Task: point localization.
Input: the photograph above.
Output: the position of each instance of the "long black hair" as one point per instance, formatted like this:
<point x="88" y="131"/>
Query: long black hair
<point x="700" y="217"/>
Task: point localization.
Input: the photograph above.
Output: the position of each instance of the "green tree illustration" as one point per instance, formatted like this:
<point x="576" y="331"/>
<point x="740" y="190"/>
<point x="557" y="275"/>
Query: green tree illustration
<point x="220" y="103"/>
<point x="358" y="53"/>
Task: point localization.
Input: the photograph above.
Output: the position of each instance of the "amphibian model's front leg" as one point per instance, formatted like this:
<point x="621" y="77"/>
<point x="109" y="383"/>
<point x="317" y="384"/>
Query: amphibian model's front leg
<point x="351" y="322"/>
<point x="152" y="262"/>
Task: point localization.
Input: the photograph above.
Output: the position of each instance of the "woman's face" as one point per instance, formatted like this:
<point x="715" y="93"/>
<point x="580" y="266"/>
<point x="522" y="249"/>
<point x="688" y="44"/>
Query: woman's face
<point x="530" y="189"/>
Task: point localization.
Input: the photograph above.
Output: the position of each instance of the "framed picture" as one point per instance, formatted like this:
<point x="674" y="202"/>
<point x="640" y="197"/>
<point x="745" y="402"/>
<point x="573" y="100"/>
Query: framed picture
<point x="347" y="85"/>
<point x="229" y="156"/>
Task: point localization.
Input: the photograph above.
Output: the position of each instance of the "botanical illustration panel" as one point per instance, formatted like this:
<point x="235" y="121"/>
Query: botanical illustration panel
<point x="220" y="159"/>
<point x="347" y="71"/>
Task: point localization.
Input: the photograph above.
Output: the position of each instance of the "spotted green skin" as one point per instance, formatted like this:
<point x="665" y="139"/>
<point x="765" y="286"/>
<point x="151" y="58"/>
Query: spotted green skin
==================================================
* **Task to complete**:
Copy out every line in the entries above that holds "this".

* **Answer to the exercise**:
Output: the position of each instance of the "long black hair" as one point per instance, formatted like this:
Output: the position of each instance of the "green tree illustration" as one point per instance, formatted like this:
Output: the position of each instance of the "amphibian model's front leg" as one point per instance, formatted like this:
Output: the position of each instance of the "woman's face" as one point per instance, formatted like this:
Output: the position of each instance of the "framed picture" as one point per instance, formatted like this:
Output: the position of each instance of the "botanical illustration panel" as one point per instance, formatted like this:
Output: the position of each instance of the "spotted green skin" as one point per instance, formatted like this:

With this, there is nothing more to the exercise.